* _SET TASK_: Reproduce all of the records below word for word, leaving out the pictures.

Point annotations on photos
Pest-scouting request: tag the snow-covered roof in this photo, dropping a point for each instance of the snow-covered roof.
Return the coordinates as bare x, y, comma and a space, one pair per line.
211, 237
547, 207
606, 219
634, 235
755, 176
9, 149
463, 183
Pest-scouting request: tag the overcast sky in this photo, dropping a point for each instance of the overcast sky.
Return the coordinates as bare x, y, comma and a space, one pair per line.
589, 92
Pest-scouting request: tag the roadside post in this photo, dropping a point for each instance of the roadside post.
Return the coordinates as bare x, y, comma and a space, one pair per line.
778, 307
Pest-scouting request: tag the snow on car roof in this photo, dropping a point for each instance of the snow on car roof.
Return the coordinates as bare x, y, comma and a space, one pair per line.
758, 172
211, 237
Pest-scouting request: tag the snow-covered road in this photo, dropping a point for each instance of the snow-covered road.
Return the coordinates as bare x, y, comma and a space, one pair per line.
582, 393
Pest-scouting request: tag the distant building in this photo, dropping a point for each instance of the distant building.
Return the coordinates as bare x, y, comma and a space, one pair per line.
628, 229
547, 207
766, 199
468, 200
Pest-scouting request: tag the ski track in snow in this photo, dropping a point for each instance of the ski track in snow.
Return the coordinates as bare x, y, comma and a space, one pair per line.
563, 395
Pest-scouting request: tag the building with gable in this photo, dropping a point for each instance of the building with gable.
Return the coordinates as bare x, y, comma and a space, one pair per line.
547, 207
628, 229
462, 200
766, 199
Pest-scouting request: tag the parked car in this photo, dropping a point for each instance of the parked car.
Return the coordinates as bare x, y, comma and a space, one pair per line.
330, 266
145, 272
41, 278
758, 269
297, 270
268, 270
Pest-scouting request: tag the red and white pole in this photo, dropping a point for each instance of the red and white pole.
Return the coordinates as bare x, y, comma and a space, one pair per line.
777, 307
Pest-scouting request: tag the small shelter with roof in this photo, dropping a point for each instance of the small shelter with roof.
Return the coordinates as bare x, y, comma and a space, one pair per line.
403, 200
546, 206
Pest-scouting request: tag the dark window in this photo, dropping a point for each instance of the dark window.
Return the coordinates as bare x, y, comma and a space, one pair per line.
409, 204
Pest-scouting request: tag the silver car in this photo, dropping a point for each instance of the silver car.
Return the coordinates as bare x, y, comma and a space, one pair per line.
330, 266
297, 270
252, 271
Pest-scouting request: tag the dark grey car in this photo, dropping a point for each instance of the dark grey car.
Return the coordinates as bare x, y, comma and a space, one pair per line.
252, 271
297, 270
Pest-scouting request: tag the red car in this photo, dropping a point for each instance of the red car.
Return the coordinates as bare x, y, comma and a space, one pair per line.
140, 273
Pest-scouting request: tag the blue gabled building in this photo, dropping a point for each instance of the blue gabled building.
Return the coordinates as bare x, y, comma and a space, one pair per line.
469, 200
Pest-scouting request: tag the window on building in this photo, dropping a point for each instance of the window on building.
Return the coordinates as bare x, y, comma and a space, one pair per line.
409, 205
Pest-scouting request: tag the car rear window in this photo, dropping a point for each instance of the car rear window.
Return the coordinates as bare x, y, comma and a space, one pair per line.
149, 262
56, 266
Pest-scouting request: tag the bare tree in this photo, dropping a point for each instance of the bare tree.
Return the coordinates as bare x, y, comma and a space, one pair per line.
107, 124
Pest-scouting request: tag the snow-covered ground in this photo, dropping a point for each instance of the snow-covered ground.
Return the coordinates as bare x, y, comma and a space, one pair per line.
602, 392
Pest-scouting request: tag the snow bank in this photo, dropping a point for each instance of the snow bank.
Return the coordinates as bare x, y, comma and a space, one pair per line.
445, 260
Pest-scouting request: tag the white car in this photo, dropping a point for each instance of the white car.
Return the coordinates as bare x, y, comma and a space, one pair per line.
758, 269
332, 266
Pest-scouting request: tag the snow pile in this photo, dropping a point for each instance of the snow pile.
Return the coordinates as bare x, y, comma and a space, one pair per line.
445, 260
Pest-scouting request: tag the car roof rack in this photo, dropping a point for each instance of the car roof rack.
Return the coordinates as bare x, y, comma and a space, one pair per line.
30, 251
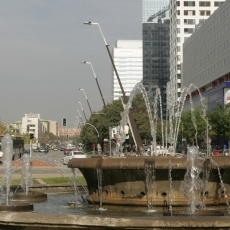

* _ANSWER BELOW_:
Pest-scouting request: tag the snow-covered roof in this photo, dropping a point for each instance of the snow-covered roof.
Return the coordinates as bare x, y, comma and a space, one pair per line.
211, 237
547, 207
606, 219
634, 235
755, 176
9, 149
463, 183
Pest-scouting request: tag the overcast sky in this photo, dropping a point for each instance of the overcast sky.
Return the coordinates as bare x, y, comma and a space, one pair per line.
589, 92
Pest-scouting request: tag the roadside post in this photo, dropping a point for each instance of the roadside post.
Return the coordinates as bare x, y, comma and a space, one pair per line.
778, 307
Pest-scouting request: tag the snow on car roof in this photo, dropping a point for each instance of the snow on car roof.
Return the coordinates as bare x, y, comma and a space, one pair per line.
758, 172
211, 237
Pest-scouting request: tag the snow-covered road in this photo, dropping a point for each instance of the snow-covered road.
Return the coordinates as bare x, y, comma and a space, one pair per line.
582, 393
Pest-scouting request: tag the distant building in this photo, dropping a point for each instance of the distant building.
Return the coordinates as bare x, y, comma and a space, one pair per line.
628, 229
547, 207
766, 199
468, 200
Pest-scouting request: tag the ski track in snow in this photo, dropping a point for each instance of the ski track in snow.
Return the coordinates as bare x, y, comma and a space, one pair per line.
563, 395
Pest-scouting request: tag the building with gable in this photo, dropping a point for each instance of the building with gable.
Return the coordinates as bare x, y, comma and a space, one pair per line.
547, 207
628, 229
462, 200
766, 199
Pest-scouting request: tag the parked car in this photo, dropping a point for each instance of the parked car.
Return the coordinates as bare x, y, comma and a space, one pair per line.
330, 266
145, 272
41, 278
758, 269
297, 270
268, 270
Pest-scouting request: tag the red and white pole in this photo, dropping a point for each instance of the red and white pole.
Return the coordinates as bare x, y, comma and a space, one pair per line.
777, 307
Pest-scouting request: tag the small shelter with roof in this photo, dropping a point for each instance of the small shelter with roof.
Return the coordinates as bare x, y, comma and a space, one pair per line.
403, 200
546, 206
Pest-scouting request: tag the dark window in this photo, dropping a point for each instance of the dark window.
Return the coordinates as bare x, y, comma and a space, one pair per line.
409, 204
Pest-scouting request: tag the silver car in this photo, dropping a point for each instance of the silver car.
Return the coordinates as bare x, y, comma and a space, one pair per line.
330, 266
297, 270
252, 271
Pest-scouting request: tag the dark grey car in this photo, dropping a point for each instance of the dark grey car.
Return the coordinates as bare x, y, comma and a space, one pair per line.
252, 271
297, 270
Pest-scouting request: tag the red car in this photo, dropping a point for each instance of the red car.
Return the coordinates as bare x, y, comma and a space, one pair per line.
140, 273
Pest-scouting request: tag the blue gabled building in this photo, dropping a point for each instance of the blue gabled building.
Return the coordinates as bare x, y, comma and a space, one pair per line.
469, 200
Pest-scouting request: tag the window on building in this photo, dropping a point for each instance of the window on building.
Return the coordinates as bare x, y, comma and a space, one pair per line.
409, 205
Pest-scouting request: tag the car rear window in this photo, dropping a point for each instance of the car rear window.
Return the coordinates as bare x, y, comma and a space, one pair per line.
149, 262
56, 266
Pest-scouting request: tag the bare tree in this photo, dropping a point for each instance of the bare tree.
Return the coordinates as bare x, y, comma and a space, one pair per line.
107, 124
Pest-scouting request: tag the snow-covered ground in this photo, dropping a point for each instance of the snow-covered ground.
Return the coordinates as bare x, y, comma and a space, one pair per line.
602, 392
Pest-scouting request: tag the snow bank in this photo, dropping a point for each instance of the snow bank.
Return the coordinates as bare x, y, comma and a space, one pair per line.
445, 260
Pest-scouting request: tag the white car in this photo, dropping a point for each instance of the white car.
Return the coordinates as bare x, y, comma and a space, one pair per line.
758, 269
332, 266
Pest-scouting request: tag the snow pile in this photo, dropping a point for each instance of the snow pile.
Return the coordinates as bare x, y, comma and a space, one pair per line.
445, 260
Pest-scouting request: tag the car roof rack in this photo, dropping a point for each instance of the car roof rack.
Return the coordinates as bare x, y, comma and a space, one pair per line.
30, 251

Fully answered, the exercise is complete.